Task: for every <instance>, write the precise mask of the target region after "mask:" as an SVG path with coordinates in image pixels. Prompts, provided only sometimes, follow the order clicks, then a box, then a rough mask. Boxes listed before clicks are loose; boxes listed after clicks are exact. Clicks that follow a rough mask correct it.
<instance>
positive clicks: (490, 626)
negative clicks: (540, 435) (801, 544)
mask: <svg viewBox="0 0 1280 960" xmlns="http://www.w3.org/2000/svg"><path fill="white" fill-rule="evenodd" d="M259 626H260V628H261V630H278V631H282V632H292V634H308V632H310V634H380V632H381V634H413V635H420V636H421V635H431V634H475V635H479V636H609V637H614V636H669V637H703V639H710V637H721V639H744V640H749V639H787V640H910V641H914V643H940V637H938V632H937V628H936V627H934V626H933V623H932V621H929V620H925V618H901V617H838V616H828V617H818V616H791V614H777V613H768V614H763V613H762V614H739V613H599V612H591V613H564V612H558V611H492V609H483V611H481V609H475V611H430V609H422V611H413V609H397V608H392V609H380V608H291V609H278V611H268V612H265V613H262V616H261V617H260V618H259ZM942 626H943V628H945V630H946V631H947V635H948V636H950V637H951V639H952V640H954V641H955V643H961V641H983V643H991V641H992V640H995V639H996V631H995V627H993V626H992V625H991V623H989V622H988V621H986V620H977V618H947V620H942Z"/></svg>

########################################

▶ _WORK ITEM_
Copy out all the rows above, character for character.

▶ _YOUR RESPONSE_
Task: for every <instance>, write the precise mask of the target region after "mask:" as an SVG path with coordinates in image pixels. Prompts, provided only sometimes, follow the order clicks, then a box, then a rough mask. Boxes listed before clicks are loose; boxes listed after clicks are exact. Clicks that follow a rough mask correct it.
<instance>
positive clicks: (490, 626)
negative clicks: (540, 435) (801, 544)
mask: <svg viewBox="0 0 1280 960" xmlns="http://www.w3.org/2000/svg"><path fill="white" fill-rule="evenodd" d="M259 626H260V628H261V630H278V631H282V632H292V634H308V632H310V634H380V632H381V634H413V635H420V636H421V635H431V634H475V635H479V636H609V637H614V636H669V637H703V639H710V637H721V639H744V640H749V639H787V640H910V641H914V643H940V637H938V632H937V628H936V627H934V626H933V623H932V621H929V620H925V618H901V617H838V616H828V617H818V616H791V614H777V613H768V614H763V613H762V614H739V613H599V612H591V613H564V612H558V611H492V609H483V611H481V609H475V611H430V609H422V611H413V609H397V608H392V609H380V608H291V609H278V611H268V612H265V613H262V616H261V617H260V618H259ZM942 626H943V628H945V630H946V631H947V635H948V636H950V637H951V639H952V640H954V641H955V643H961V641H983V643H991V641H992V640H995V639H996V631H995V627H993V626H992V625H991V623H989V622H988V621H986V620H977V618H947V620H942Z"/></svg>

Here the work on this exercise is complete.